Task statement: Return nothing but the lines from the line containing "Task: for every instance of the white sneaker, drop" through the last line of the records, reproduced exactly.

_ _ _

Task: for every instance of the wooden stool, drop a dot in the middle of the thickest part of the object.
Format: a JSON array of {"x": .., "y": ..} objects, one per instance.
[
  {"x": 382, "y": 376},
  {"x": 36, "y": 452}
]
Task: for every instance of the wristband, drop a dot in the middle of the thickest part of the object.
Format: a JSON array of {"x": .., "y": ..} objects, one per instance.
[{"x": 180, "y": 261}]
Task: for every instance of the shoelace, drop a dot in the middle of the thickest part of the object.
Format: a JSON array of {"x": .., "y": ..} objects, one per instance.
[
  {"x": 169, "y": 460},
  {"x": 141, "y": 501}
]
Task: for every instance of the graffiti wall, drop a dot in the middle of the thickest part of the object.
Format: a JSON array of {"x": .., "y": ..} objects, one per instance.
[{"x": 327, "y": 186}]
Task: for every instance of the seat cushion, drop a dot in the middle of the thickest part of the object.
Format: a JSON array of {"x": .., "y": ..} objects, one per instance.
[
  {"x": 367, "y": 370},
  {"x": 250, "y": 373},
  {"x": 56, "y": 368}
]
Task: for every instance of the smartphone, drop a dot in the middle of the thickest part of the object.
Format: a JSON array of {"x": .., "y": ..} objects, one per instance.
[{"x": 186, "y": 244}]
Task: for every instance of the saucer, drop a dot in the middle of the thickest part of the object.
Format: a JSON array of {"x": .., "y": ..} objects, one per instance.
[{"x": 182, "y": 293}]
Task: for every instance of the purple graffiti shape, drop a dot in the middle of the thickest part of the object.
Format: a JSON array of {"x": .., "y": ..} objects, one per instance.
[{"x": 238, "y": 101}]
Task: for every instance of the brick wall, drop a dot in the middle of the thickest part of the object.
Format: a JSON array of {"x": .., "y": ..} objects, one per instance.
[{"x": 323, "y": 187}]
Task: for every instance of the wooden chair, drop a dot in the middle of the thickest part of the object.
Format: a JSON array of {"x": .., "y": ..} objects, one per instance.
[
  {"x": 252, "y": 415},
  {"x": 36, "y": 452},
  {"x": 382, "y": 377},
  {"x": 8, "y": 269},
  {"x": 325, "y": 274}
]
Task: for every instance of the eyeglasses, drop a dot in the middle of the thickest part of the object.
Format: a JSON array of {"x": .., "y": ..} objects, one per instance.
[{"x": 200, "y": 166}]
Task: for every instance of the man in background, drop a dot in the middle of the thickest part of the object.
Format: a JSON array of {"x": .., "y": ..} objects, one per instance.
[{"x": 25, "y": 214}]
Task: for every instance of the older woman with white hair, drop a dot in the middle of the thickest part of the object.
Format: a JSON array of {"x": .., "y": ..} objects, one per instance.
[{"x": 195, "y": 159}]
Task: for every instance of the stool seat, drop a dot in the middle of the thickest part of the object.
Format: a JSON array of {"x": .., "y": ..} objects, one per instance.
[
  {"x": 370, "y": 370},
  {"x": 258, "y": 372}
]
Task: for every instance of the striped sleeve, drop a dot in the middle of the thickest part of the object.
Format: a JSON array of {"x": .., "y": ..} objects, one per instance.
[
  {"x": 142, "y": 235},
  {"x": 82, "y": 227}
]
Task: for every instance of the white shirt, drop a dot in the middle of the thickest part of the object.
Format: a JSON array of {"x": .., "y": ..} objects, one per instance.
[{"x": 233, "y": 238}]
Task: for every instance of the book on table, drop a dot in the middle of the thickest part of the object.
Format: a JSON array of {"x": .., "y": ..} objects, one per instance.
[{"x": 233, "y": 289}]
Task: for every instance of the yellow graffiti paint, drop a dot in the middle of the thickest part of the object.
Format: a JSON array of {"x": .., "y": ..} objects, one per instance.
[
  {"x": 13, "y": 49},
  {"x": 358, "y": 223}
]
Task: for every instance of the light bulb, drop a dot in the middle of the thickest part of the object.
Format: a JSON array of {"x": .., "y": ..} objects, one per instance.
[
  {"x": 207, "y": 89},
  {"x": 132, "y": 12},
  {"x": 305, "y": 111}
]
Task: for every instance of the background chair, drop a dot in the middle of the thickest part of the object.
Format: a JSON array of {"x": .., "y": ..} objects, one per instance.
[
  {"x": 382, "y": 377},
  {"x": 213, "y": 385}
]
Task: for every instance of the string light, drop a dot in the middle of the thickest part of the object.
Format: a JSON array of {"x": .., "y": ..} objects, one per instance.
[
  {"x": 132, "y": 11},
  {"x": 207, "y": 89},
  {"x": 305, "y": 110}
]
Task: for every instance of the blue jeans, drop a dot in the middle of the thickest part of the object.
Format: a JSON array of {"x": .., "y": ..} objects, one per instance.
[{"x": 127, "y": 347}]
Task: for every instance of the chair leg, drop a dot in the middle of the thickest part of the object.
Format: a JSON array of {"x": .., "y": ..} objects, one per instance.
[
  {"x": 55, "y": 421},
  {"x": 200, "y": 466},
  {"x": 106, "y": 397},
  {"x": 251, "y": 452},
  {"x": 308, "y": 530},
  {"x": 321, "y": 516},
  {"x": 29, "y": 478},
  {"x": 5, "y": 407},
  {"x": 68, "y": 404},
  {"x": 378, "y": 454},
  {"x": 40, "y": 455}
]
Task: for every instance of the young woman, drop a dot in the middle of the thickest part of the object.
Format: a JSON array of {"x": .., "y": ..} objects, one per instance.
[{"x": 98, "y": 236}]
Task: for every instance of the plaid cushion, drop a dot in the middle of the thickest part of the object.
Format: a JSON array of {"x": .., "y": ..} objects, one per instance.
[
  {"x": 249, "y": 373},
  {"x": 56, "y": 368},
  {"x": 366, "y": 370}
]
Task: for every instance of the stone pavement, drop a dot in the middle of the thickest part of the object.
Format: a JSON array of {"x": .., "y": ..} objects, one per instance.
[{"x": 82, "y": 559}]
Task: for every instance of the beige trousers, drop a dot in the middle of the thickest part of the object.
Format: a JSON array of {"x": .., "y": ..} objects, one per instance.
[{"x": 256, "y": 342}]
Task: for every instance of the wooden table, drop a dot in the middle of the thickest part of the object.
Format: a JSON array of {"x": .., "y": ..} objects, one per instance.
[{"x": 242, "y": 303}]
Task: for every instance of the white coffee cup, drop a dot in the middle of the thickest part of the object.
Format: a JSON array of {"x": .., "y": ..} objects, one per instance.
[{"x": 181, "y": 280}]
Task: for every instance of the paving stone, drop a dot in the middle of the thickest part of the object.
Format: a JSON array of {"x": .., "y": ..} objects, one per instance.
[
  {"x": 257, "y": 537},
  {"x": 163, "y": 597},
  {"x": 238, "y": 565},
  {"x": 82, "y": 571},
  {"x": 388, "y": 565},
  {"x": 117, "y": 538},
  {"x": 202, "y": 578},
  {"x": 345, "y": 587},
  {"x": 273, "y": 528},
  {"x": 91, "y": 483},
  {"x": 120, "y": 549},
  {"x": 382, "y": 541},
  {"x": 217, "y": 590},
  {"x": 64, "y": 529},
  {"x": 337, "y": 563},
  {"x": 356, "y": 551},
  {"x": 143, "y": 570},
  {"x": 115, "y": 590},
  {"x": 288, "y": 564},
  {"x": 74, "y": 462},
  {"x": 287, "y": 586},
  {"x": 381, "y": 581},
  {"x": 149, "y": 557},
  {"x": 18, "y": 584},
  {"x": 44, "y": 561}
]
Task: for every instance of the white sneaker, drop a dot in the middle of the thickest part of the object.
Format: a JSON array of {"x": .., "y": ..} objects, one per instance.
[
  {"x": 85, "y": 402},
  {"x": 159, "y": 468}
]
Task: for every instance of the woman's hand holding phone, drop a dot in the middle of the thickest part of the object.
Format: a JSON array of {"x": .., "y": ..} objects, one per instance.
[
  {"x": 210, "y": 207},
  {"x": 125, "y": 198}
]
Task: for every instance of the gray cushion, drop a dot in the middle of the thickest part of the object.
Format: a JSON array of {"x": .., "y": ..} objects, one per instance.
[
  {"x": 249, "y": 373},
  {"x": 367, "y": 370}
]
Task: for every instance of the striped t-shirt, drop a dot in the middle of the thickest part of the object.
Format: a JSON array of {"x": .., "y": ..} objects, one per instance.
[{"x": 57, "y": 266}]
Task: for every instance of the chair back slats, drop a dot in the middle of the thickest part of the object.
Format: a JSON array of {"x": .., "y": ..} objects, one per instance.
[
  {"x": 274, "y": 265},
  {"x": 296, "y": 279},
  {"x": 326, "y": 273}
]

_ _ _

Output for this task:
Task: for every instance of the white sneaker, drop a dot in the middle of the thickest part of the object.
Format: a JSON array of {"x": .., "y": ..} objects, one per instance.
[
  {"x": 85, "y": 402},
  {"x": 159, "y": 468}
]
Task: for every instance of the woman's hand holding phone, drop a dot in the middle of the thickest part of the object.
Format: a JSON array of {"x": .., "y": ..} objects, one per instance.
[
  {"x": 210, "y": 207},
  {"x": 125, "y": 198}
]
Task: for every instance of the gray cushion, drop a dot in the middle of the thickest part of the object.
Format: a JSON array of {"x": .., "y": ..} objects, one per instance.
[
  {"x": 249, "y": 373},
  {"x": 367, "y": 370}
]
Task: for every instance of the striped t-shirt, drop a dot in the middle of the thickest part of the object.
Format: a JSON array of {"x": .., "y": ..} objects, one per instance.
[{"x": 57, "y": 266}]
Task: for every instance of the chair back slats, drop a dot in the middle of the thickest part of the object.
Format: a JSON array of {"x": .., "y": ..} objects, one per instance.
[
  {"x": 274, "y": 265},
  {"x": 296, "y": 279},
  {"x": 326, "y": 273}
]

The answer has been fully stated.